(Records excerpted from a collection)

_ _ _ _ _

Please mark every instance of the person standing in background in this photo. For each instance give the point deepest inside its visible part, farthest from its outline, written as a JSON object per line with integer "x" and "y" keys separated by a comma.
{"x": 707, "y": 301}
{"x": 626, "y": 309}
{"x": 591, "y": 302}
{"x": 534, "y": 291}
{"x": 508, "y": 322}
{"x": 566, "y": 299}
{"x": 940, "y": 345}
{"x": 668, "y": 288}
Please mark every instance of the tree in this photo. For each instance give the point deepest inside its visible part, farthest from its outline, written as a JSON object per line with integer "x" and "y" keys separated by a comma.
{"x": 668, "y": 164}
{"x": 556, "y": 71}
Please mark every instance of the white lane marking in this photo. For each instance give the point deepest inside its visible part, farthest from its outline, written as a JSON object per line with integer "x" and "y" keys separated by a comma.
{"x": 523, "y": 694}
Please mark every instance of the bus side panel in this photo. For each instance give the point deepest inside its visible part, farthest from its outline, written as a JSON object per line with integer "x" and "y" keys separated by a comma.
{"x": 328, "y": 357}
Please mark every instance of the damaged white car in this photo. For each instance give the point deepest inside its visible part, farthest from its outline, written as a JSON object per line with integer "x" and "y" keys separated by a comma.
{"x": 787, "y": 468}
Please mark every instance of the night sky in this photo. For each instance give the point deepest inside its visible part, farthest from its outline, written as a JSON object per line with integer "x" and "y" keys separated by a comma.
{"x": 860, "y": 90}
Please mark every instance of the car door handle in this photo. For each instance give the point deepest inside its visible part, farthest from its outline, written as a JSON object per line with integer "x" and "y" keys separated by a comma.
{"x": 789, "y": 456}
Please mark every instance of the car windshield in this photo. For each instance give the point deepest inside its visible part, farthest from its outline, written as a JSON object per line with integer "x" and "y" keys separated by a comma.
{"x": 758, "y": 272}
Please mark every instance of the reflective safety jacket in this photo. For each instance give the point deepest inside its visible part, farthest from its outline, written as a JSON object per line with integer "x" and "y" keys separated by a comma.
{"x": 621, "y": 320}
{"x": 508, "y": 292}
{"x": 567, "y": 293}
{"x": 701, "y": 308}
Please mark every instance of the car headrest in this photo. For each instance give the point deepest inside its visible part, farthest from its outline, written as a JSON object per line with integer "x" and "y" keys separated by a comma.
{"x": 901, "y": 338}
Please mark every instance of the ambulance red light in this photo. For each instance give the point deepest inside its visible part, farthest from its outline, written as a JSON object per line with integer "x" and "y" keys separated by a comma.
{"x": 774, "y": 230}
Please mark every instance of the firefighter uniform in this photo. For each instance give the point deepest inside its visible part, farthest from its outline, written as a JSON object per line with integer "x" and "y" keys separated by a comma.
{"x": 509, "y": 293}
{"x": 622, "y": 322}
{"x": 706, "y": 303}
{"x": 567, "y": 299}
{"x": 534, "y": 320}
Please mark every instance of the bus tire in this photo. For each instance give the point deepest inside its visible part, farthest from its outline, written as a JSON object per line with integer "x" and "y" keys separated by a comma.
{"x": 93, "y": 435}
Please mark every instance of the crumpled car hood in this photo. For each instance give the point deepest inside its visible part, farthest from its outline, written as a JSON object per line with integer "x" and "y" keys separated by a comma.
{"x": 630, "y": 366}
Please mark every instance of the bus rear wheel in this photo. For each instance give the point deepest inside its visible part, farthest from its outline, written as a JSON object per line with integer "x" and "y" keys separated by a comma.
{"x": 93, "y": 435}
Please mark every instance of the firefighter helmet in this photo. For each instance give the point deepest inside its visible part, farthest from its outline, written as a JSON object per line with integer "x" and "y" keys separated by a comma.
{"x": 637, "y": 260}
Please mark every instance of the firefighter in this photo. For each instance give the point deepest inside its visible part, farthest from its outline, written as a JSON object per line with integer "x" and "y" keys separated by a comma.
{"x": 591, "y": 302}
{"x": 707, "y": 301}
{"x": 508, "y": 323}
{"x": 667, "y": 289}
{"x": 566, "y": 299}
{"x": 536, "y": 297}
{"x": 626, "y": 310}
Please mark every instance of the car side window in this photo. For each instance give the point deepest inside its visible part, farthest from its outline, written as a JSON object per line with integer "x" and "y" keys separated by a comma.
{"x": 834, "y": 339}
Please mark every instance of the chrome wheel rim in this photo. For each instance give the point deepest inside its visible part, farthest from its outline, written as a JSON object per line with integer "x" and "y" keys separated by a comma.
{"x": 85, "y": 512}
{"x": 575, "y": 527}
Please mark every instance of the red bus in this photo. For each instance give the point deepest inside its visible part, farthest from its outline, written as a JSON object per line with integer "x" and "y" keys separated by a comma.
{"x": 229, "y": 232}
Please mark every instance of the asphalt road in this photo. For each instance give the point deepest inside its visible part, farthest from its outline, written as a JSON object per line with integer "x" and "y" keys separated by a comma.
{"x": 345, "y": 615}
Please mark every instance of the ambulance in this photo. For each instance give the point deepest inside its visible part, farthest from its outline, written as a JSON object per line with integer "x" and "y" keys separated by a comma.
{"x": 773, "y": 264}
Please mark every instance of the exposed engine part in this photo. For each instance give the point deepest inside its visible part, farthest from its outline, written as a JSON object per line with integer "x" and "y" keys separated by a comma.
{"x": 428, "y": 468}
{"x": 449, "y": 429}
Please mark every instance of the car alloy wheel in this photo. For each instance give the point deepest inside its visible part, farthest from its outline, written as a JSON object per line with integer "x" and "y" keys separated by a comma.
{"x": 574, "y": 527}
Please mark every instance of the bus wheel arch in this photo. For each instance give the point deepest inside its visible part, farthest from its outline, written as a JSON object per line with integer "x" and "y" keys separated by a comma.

_ _ _ _ _

Given instruction
Give back the data above exactly as it appears.

Written solution
Please mark every instance of the person standing in background in this photo. For each instance give the point deepest inside its visible part, farthest from its outline, written as a JSON object per line with integer "x" and "y" keys separated by a comma.
{"x": 707, "y": 301}
{"x": 626, "y": 309}
{"x": 591, "y": 302}
{"x": 534, "y": 291}
{"x": 508, "y": 322}
{"x": 566, "y": 299}
{"x": 940, "y": 345}
{"x": 668, "y": 288}
Please mark every instance of the tree in this photo. For each instance give the point deepest inside its visible part, farthest from its outline, written as a JSON object per line with integer "x" and "y" keys separated by a comma.
{"x": 668, "y": 164}
{"x": 556, "y": 71}
Please mark every instance of the white lane marking in this photo. For each instance give the point deepest inside its visible part, farthest from its outline, written as a JSON object per line with integer "x" and "y" keys separated by a comma.
{"x": 523, "y": 694}
Please mark every instance of the bus side panel in this photo. For each instance give the point deepest inside its visible part, farthest from its outline, written as a JSON object per line with integer "x" and "y" keys separated by a comma.
{"x": 328, "y": 357}
Please mark every instance of the damaged white car in this photo. For each instance give the point deepest inside its visible part, farthest from its outline, written as a JSON object per line with integer "x" and "y" keys separated by a comma.
{"x": 787, "y": 468}
Please mark every instance of the night sky in this photo. For each instance give the point deepest inside its visible part, farthest from its outline, written as a JSON object per line with integer "x" and "y" keys separated by a comma.
{"x": 860, "y": 90}
Please mark every instance of the car door handle in this photo. For each instance give the point deepest inside its visible part, farthest from its outline, written as a JSON object per line with integer "x" and "y" keys separated by a comma.
{"x": 789, "y": 456}
Please mark every instance of the car windshield in this photo. For each instance give the point deepest inside its visible part, farthest from its outline, written as a JSON object per line with integer "x" and "y" keys separated by a comma.
{"x": 758, "y": 272}
Please mark every instance of the reflective safety jacket in this photo. For each instance give the point deepest inside its visible part, farthest from its outline, written as a JSON object per line with integer "x" and "y" keys separated by a comma.
{"x": 621, "y": 320}
{"x": 508, "y": 292}
{"x": 567, "y": 293}
{"x": 701, "y": 308}
Please mark every instance of the car headrest in this photo. For each instance give the point deepest inside its visible part, farthest from its outline, written as a JSON object per line with integer "x" and "y" keys separated by a comma.
{"x": 901, "y": 338}
Please mark every instance of the ambulance red light in this photo. For each instance give the point deepest inside its visible part, farthest from its outline, written as a JSON object per line with integer "x" and "y" keys separated by a comma.
{"x": 774, "y": 230}
Please mark every instance of the firefighter uniform in this photo. For each instance give the point deepest inside its visible part, farthest from its outline, written as a JSON object per line with integer "x" and "y" keys separated by a comma.
{"x": 509, "y": 293}
{"x": 622, "y": 322}
{"x": 706, "y": 303}
{"x": 567, "y": 299}
{"x": 534, "y": 320}
Please mark every instance of the bus tire in this photo. For each instance give the point deepest inside its visible part, farthest from its outline, written as a JSON object per line with integer "x" and "y" keys separated by a comma.
{"x": 93, "y": 435}
Please mark every instance of the crumpled car hood in this photo. For each instance give the point deepest inside its visible part, farthest from its outline, written as a JSON object per line with integer "x" and "y" keys separated by a comma.
{"x": 630, "y": 366}
Please mark every instance of the bus rear wheel in this photo. For each instance give the point deepest inside its visible part, farthest from its outline, written as a JSON object per line with integer "x" and "y" keys separated by a comma.
{"x": 93, "y": 435}
Please mark every instance of the firefighter helmet in this photo. For each instance give the point deepest inside its visible part, farthest from its outline, written as a JSON object per line with integer "x" and "y" keys separated by a comma.
{"x": 637, "y": 260}
Please mark every instance of the firefighter in this photo. For each instance give the point deepest inside its visible part, farthest from its outline, written as a JSON object per line with integer "x" and "y" keys separated by a comma.
{"x": 591, "y": 302}
{"x": 707, "y": 301}
{"x": 508, "y": 323}
{"x": 667, "y": 289}
{"x": 566, "y": 299}
{"x": 536, "y": 297}
{"x": 626, "y": 310}
Please mark every instance of the car side window in this photo. For each instance give the point deepest inside its visible part, farthest from its outline, written as a JSON object per line with integer "x" and "y" keys separated by a comma.
{"x": 834, "y": 339}
Please mark every instance of the chrome wheel rim in this photo. For each instance give the point deepest inside its visible part, farthest from its outline, written as a JSON object per line with integer "x" and "y" keys separated by a comma.
{"x": 85, "y": 512}
{"x": 575, "y": 527}
Please mark every instance of the red bus in this photo. For each instance give the point deepest inside its visible part, farthest from its outline, written as a JSON object per line with integer "x" and "y" keys separated by a comma.
{"x": 229, "y": 232}
Please mark every instance of the asphalt road in this photo. For each instance give the point deepest inside its visible part, farthest from its outline, written as a JSON object per line with integer "x" and "y" keys separated by a comma.
{"x": 345, "y": 615}
Please mark every instance of the ambulance in this photo. For each instance give the point deepest inside its visible part, farthest from its outline, written as a JSON object per line with integer "x" and "y" keys separated by a comma.
{"x": 773, "y": 264}
Please mark every instance of the exposed engine part in this photo. For each instance give the point deepest inside its visible part, farthest from its outline, written as a JSON object per line with integer "x" and "y" keys separated by a comma.
{"x": 428, "y": 468}
{"x": 449, "y": 429}
Please mark every instance of the car alloy wheel in this photo. For each instance give the point deepest inside its visible part, farthest from its outline, written as a JSON object per line with integer "x" and "y" keys separated by a comma.
{"x": 574, "y": 527}
Please mark every instance of the bus wheel arch in this photo. For each instance give the point deepest inside its visible part, farthest from its outline, written as a JSON object per line with integer "x" and "y" keys separated by a comma.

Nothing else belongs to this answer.